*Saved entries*

· · · · · · ·

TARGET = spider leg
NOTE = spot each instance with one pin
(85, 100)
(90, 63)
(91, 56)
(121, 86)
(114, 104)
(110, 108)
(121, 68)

· · · · · · ·

*WORK TO COMPLETE*
An exact transcription of every record above is required.

*ANSWER BELOW*
TARGET = spider leg
NOTE = spot each instance with one pin
(85, 100)
(90, 63)
(91, 56)
(121, 86)
(114, 104)
(110, 108)
(121, 68)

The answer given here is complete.